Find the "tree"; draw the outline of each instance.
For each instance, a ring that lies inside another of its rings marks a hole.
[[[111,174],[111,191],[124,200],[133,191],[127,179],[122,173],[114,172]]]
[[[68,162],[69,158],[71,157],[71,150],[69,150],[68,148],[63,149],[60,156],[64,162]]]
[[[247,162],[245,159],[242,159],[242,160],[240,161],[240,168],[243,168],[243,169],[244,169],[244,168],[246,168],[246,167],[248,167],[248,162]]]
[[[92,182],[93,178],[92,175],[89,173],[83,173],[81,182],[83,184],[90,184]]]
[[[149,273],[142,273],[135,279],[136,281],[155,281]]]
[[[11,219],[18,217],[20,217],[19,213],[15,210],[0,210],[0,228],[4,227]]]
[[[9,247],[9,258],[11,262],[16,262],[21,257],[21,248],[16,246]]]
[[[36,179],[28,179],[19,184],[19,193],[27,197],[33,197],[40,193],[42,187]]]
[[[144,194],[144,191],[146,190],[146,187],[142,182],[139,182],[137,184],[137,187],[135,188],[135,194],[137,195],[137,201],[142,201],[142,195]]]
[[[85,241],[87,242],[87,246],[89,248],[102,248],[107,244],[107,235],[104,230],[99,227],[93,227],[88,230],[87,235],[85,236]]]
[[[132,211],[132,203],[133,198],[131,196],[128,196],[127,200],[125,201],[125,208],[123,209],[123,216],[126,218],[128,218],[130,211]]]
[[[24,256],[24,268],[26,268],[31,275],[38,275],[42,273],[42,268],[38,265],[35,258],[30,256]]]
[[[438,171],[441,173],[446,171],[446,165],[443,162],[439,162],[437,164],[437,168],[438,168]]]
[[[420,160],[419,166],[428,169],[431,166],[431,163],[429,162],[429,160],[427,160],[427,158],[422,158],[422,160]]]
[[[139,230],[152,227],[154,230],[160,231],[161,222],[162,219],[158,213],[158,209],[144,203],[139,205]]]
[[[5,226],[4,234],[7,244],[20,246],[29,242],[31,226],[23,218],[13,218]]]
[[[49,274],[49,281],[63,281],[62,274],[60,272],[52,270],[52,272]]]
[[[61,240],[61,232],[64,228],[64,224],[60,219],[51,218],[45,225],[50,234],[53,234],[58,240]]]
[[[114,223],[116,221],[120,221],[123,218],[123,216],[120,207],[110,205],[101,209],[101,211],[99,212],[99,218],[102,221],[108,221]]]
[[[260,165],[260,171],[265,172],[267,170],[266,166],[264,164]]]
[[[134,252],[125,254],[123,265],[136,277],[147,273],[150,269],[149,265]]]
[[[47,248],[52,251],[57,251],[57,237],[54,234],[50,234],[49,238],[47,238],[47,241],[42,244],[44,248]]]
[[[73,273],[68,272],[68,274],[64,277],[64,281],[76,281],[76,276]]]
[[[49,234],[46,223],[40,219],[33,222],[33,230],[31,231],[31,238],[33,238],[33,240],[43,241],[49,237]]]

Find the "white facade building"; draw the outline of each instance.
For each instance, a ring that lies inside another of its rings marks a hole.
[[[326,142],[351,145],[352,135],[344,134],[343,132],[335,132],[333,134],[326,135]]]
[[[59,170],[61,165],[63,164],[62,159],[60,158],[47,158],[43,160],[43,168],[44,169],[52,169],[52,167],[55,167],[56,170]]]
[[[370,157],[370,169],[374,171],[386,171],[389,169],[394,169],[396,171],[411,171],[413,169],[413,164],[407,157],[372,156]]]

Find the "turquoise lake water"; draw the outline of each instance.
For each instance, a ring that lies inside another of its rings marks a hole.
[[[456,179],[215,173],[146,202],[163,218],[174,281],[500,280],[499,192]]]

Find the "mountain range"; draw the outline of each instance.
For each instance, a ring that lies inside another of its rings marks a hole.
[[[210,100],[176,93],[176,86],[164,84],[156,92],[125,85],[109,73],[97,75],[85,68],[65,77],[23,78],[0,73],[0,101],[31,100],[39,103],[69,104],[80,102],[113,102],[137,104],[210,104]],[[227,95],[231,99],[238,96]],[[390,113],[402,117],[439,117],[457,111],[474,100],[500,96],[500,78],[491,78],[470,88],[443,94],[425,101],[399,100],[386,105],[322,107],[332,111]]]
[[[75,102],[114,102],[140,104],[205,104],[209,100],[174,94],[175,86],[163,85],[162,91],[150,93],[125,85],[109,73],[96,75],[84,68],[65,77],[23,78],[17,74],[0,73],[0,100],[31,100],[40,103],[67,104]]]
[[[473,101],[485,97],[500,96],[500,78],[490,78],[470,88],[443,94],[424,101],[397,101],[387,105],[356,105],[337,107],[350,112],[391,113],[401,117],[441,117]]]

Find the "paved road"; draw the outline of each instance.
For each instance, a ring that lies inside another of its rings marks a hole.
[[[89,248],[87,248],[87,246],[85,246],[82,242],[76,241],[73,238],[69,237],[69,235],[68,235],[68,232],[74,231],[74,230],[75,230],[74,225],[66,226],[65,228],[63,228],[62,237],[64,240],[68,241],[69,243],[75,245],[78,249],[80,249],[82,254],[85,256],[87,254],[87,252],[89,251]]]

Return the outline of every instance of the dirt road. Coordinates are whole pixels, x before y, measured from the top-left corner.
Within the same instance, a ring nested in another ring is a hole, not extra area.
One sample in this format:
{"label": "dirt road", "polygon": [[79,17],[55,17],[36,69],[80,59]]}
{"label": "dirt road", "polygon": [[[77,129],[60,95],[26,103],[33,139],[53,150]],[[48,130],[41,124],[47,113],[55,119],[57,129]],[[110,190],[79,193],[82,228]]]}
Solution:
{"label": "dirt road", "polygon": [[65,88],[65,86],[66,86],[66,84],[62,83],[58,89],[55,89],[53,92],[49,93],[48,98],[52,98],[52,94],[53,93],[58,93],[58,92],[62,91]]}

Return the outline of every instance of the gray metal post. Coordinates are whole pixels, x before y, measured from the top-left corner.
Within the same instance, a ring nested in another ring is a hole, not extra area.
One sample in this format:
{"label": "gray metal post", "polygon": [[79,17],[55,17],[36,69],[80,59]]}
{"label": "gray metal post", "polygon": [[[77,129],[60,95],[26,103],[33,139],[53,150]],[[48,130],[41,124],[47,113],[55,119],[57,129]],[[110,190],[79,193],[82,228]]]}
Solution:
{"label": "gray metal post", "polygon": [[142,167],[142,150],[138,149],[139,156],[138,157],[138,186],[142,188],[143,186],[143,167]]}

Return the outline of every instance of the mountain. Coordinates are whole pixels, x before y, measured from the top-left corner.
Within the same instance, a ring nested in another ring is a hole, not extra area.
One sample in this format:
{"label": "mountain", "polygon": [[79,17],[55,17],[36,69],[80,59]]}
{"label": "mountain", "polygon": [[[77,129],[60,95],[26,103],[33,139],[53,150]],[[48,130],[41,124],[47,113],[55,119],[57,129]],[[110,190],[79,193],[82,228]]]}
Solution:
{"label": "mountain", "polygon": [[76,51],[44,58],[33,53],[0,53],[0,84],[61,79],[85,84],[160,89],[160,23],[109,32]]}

## [TASK STATEMENT]
Rewrite all of the rows above, putting "contour" wherever "outline" occurs and changing nothing else.

## [SOLUTION TO THE PROBLEM]
Find the "tree"; draw the contour of each instance.
For each instance, a ring that lies inside another of its rings marks a hole.
[[[111,174],[111,191],[124,200],[133,191],[127,179],[122,173],[114,172]]]
[[[68,162],[69,158],[71,157],[71,150],[69,150],[68,148],[63,149],[60,156],[64,162]]]
[[[247,162],[245,159],[242,159],[242,160],[240,161],[240,168],[243,168],[243,169],[244,169],[244,168],[246,168],[246,167],[248,167],[248,162]]]
[[[92,182],[93,178],[92,175],[89,173],[83,173],[81,182],[83,184],[90,184]]]
[[[149,273],[142,273],[135,279],[136,281],[155,281]]]
[[[11,219],[18,217],[20,217],[19,213],[15,210],[0,210],[0,228],[4,227]]]
[[[9,247],[9,258],[11,262],[16,262],[21,257],[21,248],[16,246]]]
[[[36,179],[28,179],[19,184],[19,193],[27,197],[33,197],[40,193],[42,187]]]
[[[144,194],[144,191],[146,190],[146,187],[142,182],[139,182],[137,184],[137,187],[135,188],[135,194],[137,195],[137,201],[142,201],[142,195]]]
[[[85,241],[87,242],[87,246],[89,248],[102,248],[107,244],[107,235],[104,230],[99,227],[93,227],[88,230],[87,235],[85,236]]]
[[[132,211],[132,203],[133,198],[131,196],[128,196],[127,200],[125,201],[125,208],[123,209],[123,216],[126,218],[128,218],[130,211]]]
[[[24,256],[24,268],[26,268],[31,275],[38,275],[42,273],[42,268],[38,265],[35,258],[30,256]]]
[[[438,171],[441,173],[446,171],[446,165],[443,162],[439,162],[437,164],[437,168],[438,168]]]
[[[420,160],[419,166],[428,169],[431,166],[431,163],[429,162],[429,160],[427,160],[427,158],[422,158],[422,160]]]
[[[139,230],[152,227],[154,230],[160,231],[161,222],[162,219],[158,213],[158,209],[144,203],[139,205]]]
[[[5,226],[4,234],[7,244],[20,246],[29,242],[31,226],[23,218],[13,218]]]
[[[49,274],[49,281],[63,281],[62,274],[60,272],[52,270],[52,272]]]
[[[61,240],[61,232],[64,228],[64,224],[60,219],[51,218],[45,225],[50,234],[53,234],[58,240]]]
[[[114,223],[116,221],[120,221],[123,218],[123,216],[120,207],[110,205],[101,209],[101,211],[99,212],[99,218],[102,221],[108,221]]]
[[[260,165],[260,171],[265,172],[267,170],[266,166],[264,164]]]
[[[134,252],[125,254],[123,265],[136,277],[147,273],[150,269],[149,265]]]
[[[47,248],[52,251],[57,251],[57,237],[54,234],[50,234],[49,238],[47,238],[47,241],[42,244],[44,248]]]
[[[73,273],[68,272],[68,274],[64,277],[64,281],[76,281],[76,276]]]
[[[49,234],[46,223],[40,219],[33,222],[33,230],[31,231],[31,238],[33,238],[33,240],[43,241],[49,237]]]

Find the "white facade building"; draw the contour of each instance.
For each instance, a ring that lies inside another of its rings marks a hole.
[[[326,142],[351,145],[352,135],[344,134],[343,132],[335,132],[333,134],[326,135]]]
[[[59,170],[61,165],[63,164],[62,159],[60,158],[47,158],[43,160],[43,168],[44,169],[52,169],[52,167],[55,167],[56,170]]]
[[[370,157],[370,169],[374,171],[386,171],[389,169],[394,169],[396,171],[411,171],[413,169],[413,164],[407,157],[372,156]]]

Find the "turquoise lake water"; draw the contour of each instance.
For each instance, a ring that lies inside another of its rings marks a hole.
[[[456,179],[215,173],[146,202],[163,218],[174,281],[500,280],[499,192]]]

Find the "mountain range"; draw the contour of each instance.
For each instance, a ring that lies inside another of its rings marks a hole.
[[[210,100],[176,93],[176,86],[164,84],[156,92],[125,85],[109,73],[97,75],[85,68],[65,77],[23,78],[0,73],[0,101],[31,100],[39,103],[69,104],[80,102],[113,102],[137,104],[210,104]],[[227,95],[231,99],[238,96]],[[390,113],[402,117],[439,117],[457,111],[474,100],[500,96],[500,78],[491,78],[470,88],[443,94],[425,101],[399,100],[386,105],[322,107],[332,111]]]
[[[75,102],[114,102],[140,104],[205,104],[209,100],[174,94],[175,86],[163,85],[162,91],[150,93],[125,85],[109,73],[96,75],[84,68],[65,77],[23,78],[17,74],[0,73],[0,100],[31,100],[40,103],[67,104]]]
[[[473,101],[485,97],[500,96],[500,78],[490,78],[470,88],[443,94],[424,101],[397,101],[387,105],[356,105],[337,107],[350,112],[391,113],[401,117],[441,117]]]

Find the "paved road"; draw the contour of each instance.
For each instance, a ring that lies inside another of its rings marks a hole.
[[[89,248],[87,248],[87,246],[85,246],[82,242],[76,241],[73,238],[69,237],[69,235],[68,235],[68,232],[74,231],[74,230],[75,230],[74,225],[66,226],[65,228],[63,228],[62,237],[64,240],[68,241],[69,243],[75,245],[78,249],[80,249],[82,254],[85,256],[87,254],[87,252],[89,251]]]

Return the contour of every instance of the dirt road. Coordinates are whole pixels, x before y, measured from the top-left corner.
Within the same instance, a ring nested in another ring is a hole, not extra area.
One sample in this format:
{"label": "dirt road", "polygon": [[79,17],[55,17],[36,69],[80,59]]}
{"label": "dirt road", "polygon": [[[77,129],[60,95],[26,103],[33,139],[53,150]],[[48,130],[41,124],[47,113],[55,119],[57,129]],[[110,190],[79,193],[82,228]]]}
Solution:
{"label": "dirt road", "polygon": [[65,88],[65,86],[66,86],[66,84],[62,83],[58,89],[55,89],[53,92],[49,93],[48,98],[52,98],[52,94],[53,93],[58,93],[58,92],[62,91]]}

Return the contour of every instance of the gray metal post. Coordinates are whole pixels, x before y, measured from the top-left corner.
Within the same instance, a ring nested in another ring is a hole, not extra area.
One sample in this format:
{"label": "gray metal post", "polygon": [[79,17],[55,17],[36,69],[80,59]]}
{"label": "gray metal post", "polygon": [[[77,129],[60,95],[26,103],[33,139],[53,150]],[[48,130],[41,124],[47,113],[55,119],[57,129]],[[110,190],[79,193],[82,228]]]}
Solution:
{"label": "gray metal post", "polygon": [[142,167],[142,150],[138,149],[139,156],[138,157],[138,186],[142,188],[143,186],[143,167]]}

Return the contour of every instance of the mountain. Coordinates are whole pixels, x before y, measured from the top-left corner.
Within the same instance, a ring nested in another ring is a hole, not extra area.
One sample in this format:
{"label": "mountain", "polygon": [[79,17],[55,17],[36,69],[80,59]]}
{"label": "mountain", "polygon": [[[77,129],[60,95],[26,103],[33,139],[53,150]],[[48,130],[41,124],[47,113],[55,119],[57,129]],[[110,190],[79,193],[82,228]]]}
Solution:
{"label": "mountain", "polygon": [[76,51],[44,58],[33,53],[0,53],[0,84],[61,79],[85,84],[160,89],[160,23],[109,32]]}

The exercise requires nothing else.